Re: [PATCH rcu 04/32] rcu-tasks: Drive synchronous grace periods from calling task

[Date Prev][Date Next][Thread Prev][Thread Next][Date Index][Thread Index]

 



On Thu, Sep 01, 2022 at 10:27:25AM -0700, Paul E. McKenney wrote:
> On Thu, Sep 01, 2022 at 12:36:25PM +0200, Sascha Hauer wrote:
> > Hi Paul,
> > 
> > On Mon, Jun 20, 2022 at 03:53:43PM -0700, Paul E. McKenney wrote:
> > > This commit causes synchronous grace periods to be driven from the task
> > > invoking synchronize_rcu_*(), allowing these functions to be invoked from
> > > the mid-boot dead zone extending from when the scheduler was initialized
> > > to to point that the various RCU tasks grace-period kthreads are spawned.
> > > This change will allow the self-tests to run in a consistent manner.
> > > 
> > > Reported-by: Matthew Wilcox <willy@xxxxxxxxxxxxx>
> > > Reported-by: Zhouyi Zhou <zhouzhouyi@xxxxxxxxx>
> > > Signed-off-by: Paul E. McKenney <paulmck@xxxxxxxxxx>
> > 
> > This commit (appeared in mainline as 4a8cc433b8bf) breaks booting my
> > ARMv7 based i.MX6ul board when CONFIG_PROVE_RCU is enabled. Reverting
> > this patch on v6.0-rc3 makes my board boot again. See below for a boot
> > log. The last message is "Running RCU-tasks wait API self tests", after
> > that the board hangs. Any idea what goes wrong here?
> 
> New one on me!

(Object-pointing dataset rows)
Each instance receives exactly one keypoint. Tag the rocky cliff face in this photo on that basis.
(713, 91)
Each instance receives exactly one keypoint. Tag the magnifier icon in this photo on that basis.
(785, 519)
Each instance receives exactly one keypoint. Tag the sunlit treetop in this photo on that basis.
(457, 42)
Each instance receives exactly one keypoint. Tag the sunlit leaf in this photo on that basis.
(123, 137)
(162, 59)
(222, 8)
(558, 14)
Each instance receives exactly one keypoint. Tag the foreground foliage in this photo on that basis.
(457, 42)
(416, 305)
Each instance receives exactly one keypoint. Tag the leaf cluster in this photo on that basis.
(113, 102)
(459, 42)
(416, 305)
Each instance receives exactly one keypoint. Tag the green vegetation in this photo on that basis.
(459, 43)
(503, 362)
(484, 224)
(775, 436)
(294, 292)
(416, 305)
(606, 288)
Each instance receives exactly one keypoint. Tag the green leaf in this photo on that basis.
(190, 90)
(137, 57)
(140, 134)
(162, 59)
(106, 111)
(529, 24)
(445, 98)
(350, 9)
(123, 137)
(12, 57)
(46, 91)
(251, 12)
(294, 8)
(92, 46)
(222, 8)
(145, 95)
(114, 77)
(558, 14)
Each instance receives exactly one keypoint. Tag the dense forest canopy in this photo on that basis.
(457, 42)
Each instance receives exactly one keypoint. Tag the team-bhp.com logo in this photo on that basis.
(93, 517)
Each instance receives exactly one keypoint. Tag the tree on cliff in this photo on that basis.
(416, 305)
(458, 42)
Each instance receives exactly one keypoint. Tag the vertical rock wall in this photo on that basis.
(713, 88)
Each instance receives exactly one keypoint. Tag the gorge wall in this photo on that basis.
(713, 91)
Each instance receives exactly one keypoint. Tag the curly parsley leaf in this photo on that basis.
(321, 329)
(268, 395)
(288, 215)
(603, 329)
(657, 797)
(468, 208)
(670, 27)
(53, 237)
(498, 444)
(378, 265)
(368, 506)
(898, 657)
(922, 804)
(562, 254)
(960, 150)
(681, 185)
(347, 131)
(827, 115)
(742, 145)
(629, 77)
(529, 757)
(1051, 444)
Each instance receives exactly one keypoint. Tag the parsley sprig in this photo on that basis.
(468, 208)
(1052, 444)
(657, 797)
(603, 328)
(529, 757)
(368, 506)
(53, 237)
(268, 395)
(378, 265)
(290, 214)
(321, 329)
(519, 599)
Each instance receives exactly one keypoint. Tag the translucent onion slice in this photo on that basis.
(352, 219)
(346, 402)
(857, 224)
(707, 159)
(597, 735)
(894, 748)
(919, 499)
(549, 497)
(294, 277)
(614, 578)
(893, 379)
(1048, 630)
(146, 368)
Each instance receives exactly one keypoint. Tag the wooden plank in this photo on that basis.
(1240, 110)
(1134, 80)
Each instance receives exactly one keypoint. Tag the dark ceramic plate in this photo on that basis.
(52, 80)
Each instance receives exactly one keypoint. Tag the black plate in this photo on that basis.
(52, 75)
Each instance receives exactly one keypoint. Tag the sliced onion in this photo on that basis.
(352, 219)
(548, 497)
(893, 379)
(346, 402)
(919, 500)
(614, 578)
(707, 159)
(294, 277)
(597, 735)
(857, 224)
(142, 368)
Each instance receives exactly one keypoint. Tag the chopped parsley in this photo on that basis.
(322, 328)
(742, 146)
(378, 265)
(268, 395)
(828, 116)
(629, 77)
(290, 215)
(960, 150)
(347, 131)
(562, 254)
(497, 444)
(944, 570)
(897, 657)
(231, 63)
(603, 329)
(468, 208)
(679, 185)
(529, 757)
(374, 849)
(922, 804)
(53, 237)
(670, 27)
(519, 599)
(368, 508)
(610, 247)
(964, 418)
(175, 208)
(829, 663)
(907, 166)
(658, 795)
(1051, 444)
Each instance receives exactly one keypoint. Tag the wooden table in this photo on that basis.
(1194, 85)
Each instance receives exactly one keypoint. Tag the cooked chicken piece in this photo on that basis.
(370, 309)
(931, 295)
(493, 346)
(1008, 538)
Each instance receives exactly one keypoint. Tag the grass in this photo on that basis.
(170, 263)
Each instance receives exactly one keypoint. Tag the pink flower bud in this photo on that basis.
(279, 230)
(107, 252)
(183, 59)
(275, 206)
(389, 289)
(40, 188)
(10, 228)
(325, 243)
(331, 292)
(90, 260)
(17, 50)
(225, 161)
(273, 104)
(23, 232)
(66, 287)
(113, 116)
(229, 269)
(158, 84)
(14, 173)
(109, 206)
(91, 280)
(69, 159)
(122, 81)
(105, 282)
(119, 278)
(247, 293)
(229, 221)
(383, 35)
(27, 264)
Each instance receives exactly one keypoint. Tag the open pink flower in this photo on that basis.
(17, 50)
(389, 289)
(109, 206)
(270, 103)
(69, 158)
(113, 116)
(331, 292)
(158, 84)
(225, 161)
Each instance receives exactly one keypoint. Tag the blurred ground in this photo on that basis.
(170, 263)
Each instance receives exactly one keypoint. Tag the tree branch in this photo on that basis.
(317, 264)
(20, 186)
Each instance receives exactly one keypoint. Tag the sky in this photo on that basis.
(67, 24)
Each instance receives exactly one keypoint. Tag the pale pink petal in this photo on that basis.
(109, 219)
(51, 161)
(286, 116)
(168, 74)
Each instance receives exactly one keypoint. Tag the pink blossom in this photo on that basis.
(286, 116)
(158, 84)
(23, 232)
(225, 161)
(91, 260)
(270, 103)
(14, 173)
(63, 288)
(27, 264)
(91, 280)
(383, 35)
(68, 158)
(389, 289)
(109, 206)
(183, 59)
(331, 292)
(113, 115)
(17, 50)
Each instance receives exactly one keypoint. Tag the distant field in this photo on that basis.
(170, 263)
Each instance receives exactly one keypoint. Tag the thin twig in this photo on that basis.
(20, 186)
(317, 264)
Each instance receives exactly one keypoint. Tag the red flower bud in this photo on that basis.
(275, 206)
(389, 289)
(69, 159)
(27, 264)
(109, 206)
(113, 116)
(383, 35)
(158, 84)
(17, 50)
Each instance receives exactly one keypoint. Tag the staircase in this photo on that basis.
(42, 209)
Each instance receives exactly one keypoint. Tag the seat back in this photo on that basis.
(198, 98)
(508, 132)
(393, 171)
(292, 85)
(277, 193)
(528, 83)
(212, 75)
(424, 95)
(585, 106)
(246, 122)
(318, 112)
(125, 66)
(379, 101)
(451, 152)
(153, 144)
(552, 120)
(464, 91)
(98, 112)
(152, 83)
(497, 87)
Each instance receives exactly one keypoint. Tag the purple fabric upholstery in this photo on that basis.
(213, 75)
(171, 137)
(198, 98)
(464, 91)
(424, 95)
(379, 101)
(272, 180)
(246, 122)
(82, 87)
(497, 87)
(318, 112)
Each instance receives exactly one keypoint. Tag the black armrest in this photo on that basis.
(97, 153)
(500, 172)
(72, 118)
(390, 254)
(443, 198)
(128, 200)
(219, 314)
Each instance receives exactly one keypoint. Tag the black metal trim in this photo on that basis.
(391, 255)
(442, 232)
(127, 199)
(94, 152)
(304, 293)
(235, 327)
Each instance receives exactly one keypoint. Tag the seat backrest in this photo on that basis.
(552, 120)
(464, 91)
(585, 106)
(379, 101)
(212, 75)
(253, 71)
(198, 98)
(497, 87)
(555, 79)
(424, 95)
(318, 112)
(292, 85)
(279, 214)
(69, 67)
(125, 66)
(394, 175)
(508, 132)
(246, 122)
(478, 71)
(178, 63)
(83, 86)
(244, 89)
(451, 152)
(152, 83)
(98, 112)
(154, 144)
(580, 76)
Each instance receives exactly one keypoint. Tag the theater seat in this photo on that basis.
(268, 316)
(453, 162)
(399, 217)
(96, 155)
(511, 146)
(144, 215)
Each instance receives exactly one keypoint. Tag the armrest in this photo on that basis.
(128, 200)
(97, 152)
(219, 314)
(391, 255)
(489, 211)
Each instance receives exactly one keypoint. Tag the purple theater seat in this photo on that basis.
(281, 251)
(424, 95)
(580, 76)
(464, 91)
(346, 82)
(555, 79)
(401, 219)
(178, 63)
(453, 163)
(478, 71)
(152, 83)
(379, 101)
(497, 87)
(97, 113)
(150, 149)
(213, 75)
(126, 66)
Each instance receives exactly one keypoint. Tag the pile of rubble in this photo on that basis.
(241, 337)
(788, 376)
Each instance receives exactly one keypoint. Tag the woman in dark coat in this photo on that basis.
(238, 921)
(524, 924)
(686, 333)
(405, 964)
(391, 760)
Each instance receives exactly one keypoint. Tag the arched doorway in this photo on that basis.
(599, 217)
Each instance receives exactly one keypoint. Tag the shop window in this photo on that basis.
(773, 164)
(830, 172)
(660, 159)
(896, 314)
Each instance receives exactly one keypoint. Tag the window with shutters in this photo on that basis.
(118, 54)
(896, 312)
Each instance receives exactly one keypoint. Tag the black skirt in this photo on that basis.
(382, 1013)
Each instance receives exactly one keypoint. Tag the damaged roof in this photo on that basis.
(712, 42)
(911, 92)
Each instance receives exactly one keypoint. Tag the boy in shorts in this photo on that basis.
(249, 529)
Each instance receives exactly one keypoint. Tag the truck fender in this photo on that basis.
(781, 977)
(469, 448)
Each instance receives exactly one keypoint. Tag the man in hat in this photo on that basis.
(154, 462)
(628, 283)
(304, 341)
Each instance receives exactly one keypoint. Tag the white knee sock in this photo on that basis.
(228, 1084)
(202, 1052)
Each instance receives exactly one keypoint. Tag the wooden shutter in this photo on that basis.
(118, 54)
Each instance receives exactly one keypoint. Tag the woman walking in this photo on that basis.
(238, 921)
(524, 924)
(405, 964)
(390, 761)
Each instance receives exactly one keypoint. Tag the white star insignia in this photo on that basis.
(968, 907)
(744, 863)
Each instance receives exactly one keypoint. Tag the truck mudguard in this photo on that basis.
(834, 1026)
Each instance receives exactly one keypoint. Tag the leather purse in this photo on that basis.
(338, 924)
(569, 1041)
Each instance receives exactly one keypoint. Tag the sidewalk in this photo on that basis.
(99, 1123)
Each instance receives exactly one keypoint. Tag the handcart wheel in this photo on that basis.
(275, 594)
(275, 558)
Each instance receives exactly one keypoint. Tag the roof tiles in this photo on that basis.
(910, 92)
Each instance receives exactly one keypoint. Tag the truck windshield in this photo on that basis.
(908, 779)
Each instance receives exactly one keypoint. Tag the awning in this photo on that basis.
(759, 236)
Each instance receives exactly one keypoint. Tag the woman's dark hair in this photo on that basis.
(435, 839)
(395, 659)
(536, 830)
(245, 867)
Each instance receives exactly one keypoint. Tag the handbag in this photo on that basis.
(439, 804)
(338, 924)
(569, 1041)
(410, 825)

* **Goal**:
Copy out the full mailing-list reply about the RCU-tasks patch word for word. Work from the mailing-list reply alone.

* **Result for this task**:
Re: [PATCH rcu 04/32] rcu-tasks: Drive synchronous grace periods from calling task

[Date Prev][Date Next][Thread Prev][Thread Next][Date Index][Thread Index]

 



On Thu, Sep 01, 2022 at 10:27:25AM -0700, Paul E. McKenney wrote:
> On Thu, Sep 01, 2022 at 12:36:25PM +0200, Sascha Hauer wrote:
> > Hi Paul,
> > 
> > On Mon, Jun 20, 2022 at 03:53:43PM -0700, Paul E. McKenney wrote:
> > > This commit causes synchronous grace periods to be driven from the task
> > > invoking synchronize_rcu_*(), allowing these functions to be invoked from
> > > the mid-boot dead zone extending from when the scheduler was initialized
> > > to to point that the various RCU tasks grace-period kthreads are spawned.
> > > This change will allow the self-tests to run in a consistent manner.
> > > 
> > > Reported-by: Matthew Wilcox <willy@xxxxxxxxxxxxx>
> > > Reported-by: Zhouyi Zhou <zhouzhouyi@xxxxxxxxx>
> > > Signed-off-by: Paul E. McKenney <paulmck@xxxxxxxxxx>
> > 
> > This commit (appeared in mainline as 4a8cc433b8bf) breaks booting my
> > ARMv7 based i.MX6ul board when CONFIG_PROVE_RCU is enabled. Reverting
> > this patch on v6.0-rc3 makes my board boot again. See below for a boot
> > log. The last message is "Running RCU-tasks wait API self tests", after
> > that the board hangs. Any idea what goes wrong here?
> 
> New one on me!